Text under study ::

==========


    Really, what's the point in supporting such crap by making apps for it?

    Sure, Microsoft may have failed with their grand vision to unify tablets and desktops, but with boot-to-desktop, Win8 is flexible enough to make most people happy. Tablets can just use the Metro UI, desktop fanatics can just boot to desktop, and some others like me are perfectly happy staying in desktop mode most of the time yet switching to Metro occasionally.

  3. Re:what?! by Joce640k · · Score: 5, Insightful

    You lost us as soon as you said XP is better than 7.

    It isn't.

    The trouble with Windows 8 is it's Vista - enough small things are annoying that it adds up to a great big annoyance. If they'd just finish it off (clue: listen to customers), it could be great.

    --
    No sig today...
  4. Except there is no "Metro" now, MSFT changed name. by Moskit · · Score: 3, Interesting

    Microsoft has changed UI name, seemingly due to trademark clash. It was even on /.
    http://tech.slashdot.org/story/12/08/03/1221242/microsoft-drops-metro-name-for-windows-8-ui

  5. Re:what?! by Luckyo · · Score: 3, Informative

    For many, if not most people it is. While seven fixed most of vista's epic failures to tolerable levels, it still contains quite a few.

    Now you can in fact nullify most of the failures that are retained, largely using same software that helps nullify much of win8's fails, namely classicshell. But it's still worse, and personally I'd still be happily running XP if not for lack of proper 64-bit support (specifically lack of hardware drivers for 64-bit version of XP) and lack of DX11 ('m a gamer).

==========

Data ::
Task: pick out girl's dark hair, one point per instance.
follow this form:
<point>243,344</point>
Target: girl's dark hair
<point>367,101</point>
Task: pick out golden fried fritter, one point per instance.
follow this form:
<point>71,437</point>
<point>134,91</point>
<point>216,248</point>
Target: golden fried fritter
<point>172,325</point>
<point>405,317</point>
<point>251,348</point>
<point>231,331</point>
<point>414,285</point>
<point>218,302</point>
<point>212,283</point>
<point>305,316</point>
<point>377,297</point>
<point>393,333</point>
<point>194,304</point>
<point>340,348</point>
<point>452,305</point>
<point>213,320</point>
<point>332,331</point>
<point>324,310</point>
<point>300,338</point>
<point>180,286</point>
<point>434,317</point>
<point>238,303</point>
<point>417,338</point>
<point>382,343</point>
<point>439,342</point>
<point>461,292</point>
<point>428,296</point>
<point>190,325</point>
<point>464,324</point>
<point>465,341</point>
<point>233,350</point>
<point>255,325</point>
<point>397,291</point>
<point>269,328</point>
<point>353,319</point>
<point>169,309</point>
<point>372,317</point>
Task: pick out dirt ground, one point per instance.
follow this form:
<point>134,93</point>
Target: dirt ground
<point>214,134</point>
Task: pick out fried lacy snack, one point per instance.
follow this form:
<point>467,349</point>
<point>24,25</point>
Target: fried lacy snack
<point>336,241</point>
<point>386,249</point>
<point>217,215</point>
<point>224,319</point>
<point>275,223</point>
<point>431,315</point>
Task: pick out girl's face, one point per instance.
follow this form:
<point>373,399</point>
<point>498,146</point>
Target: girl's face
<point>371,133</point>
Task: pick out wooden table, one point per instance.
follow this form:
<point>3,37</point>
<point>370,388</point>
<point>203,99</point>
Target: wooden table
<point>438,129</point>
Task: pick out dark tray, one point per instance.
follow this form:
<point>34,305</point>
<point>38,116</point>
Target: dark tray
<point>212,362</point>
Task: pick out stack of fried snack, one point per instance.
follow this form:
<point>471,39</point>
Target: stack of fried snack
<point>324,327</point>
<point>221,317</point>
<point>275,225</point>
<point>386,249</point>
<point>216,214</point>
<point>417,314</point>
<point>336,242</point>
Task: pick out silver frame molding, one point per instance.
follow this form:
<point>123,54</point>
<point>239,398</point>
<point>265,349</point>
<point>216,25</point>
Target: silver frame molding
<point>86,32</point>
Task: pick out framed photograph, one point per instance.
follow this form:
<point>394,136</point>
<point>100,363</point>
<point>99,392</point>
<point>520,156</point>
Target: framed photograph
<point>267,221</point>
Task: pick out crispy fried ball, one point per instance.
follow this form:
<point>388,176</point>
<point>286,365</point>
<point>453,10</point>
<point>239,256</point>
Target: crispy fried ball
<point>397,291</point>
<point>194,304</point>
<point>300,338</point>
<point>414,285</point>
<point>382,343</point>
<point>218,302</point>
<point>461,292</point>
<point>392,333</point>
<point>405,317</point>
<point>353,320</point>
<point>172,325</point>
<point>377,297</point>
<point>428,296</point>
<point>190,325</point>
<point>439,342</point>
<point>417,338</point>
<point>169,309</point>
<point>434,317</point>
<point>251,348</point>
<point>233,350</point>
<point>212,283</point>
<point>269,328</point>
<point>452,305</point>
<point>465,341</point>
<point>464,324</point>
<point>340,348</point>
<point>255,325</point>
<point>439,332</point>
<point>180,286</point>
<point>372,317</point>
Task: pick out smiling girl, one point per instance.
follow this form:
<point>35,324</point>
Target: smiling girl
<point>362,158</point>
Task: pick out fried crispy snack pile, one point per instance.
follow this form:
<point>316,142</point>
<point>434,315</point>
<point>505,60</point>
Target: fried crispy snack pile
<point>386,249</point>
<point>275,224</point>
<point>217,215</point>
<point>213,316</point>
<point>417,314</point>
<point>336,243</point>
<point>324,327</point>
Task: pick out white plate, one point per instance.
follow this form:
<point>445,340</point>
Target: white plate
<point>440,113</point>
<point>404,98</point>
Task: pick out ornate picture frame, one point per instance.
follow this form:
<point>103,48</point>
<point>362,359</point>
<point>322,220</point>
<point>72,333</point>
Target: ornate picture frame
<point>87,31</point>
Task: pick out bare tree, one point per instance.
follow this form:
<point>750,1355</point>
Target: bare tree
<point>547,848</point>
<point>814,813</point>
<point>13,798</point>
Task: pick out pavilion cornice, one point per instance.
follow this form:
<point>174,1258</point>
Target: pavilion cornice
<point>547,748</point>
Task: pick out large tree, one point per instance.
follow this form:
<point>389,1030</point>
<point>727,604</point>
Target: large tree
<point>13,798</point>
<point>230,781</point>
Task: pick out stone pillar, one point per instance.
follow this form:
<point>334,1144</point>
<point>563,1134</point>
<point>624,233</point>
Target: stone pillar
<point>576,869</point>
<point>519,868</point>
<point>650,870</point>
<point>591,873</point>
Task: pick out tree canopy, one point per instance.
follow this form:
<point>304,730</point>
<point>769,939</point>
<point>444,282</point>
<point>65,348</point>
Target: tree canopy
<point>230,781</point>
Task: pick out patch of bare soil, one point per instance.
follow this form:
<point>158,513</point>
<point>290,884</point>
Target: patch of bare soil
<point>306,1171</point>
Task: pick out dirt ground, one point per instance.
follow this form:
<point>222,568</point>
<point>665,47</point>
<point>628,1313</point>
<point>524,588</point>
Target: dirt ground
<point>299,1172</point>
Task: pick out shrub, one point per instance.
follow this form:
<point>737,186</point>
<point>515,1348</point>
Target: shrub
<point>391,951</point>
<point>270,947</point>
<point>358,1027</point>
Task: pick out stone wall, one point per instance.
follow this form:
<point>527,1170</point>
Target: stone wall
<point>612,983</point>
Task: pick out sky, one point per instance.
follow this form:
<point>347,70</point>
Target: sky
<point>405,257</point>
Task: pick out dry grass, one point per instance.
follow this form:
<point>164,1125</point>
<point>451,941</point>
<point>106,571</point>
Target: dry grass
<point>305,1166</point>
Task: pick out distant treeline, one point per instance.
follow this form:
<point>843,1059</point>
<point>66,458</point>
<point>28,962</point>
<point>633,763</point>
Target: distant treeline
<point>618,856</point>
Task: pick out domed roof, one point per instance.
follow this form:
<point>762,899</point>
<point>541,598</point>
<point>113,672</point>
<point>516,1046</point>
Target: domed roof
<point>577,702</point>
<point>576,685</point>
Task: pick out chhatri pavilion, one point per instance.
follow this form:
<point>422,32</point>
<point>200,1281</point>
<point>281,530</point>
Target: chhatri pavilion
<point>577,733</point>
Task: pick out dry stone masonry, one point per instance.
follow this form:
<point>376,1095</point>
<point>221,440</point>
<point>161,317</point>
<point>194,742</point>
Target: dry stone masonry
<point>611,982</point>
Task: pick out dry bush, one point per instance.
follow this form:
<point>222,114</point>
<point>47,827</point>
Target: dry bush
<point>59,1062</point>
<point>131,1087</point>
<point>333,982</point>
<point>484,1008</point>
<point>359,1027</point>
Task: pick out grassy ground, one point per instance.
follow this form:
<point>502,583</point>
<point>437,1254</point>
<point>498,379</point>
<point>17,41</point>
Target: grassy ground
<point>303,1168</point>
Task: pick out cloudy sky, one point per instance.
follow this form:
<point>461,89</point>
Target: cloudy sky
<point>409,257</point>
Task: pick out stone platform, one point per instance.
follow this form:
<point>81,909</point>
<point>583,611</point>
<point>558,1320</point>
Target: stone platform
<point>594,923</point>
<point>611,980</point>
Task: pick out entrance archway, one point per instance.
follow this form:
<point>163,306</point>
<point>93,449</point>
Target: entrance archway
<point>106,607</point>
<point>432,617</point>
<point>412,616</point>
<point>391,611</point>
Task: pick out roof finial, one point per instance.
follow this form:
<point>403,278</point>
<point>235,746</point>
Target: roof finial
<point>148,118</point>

==========

Tasks ::
1) Which usernames appear in the comment thread?
2) Reproduce the part of the comment thread that opens with the words containing "4. Except there" and closes with "('m a gamer).".
3) Answer each question from the comment thread:
(a) According to Moskit, why did Microsoft change the UI name?
(b) What score is shown for Joce640k's comment?
(c) Which two things does Luckyo name as the reasons for no longer running XP?

Response list ::
1) Joce640k, Moskit, Luckyo

2)
4. Except there is no "Metro" now, MSFT changed name. by Moskit · · Score: 3, Interesting

    Microsoft has changed UI name, seemingly due to trademark clash. It was even on /.
    http://tech.slashdot.org/story/12/08/03/1221242/microsoft-drops-metro-name-for-windows-8-ui

  5. Re:what?! by Luckyo · · Score: 3, Informative

    For many, if not most people it is. While seven fixed most of vista's epic failures to tolerable levels, it still contains quite a few.

    Now you can in fact nullify most of the failures that are retained, largely using same software that helps nullify much of win8's fails, namely classicshell. But it's still worse, and personally I'd still be happily running XP if not for lack of proper 64-bit support (specifically lack of hardware drivers for 64-bit version of XP) and lack of DX11 ('m a gamer).

3)
(a) Seemingly due to a trademark clash.
(b) 5, Insightful.
(c) The lack of proper 64-bit support (specifically, no hardware drivers for the 64-bit version of XP) and the lack of DX11.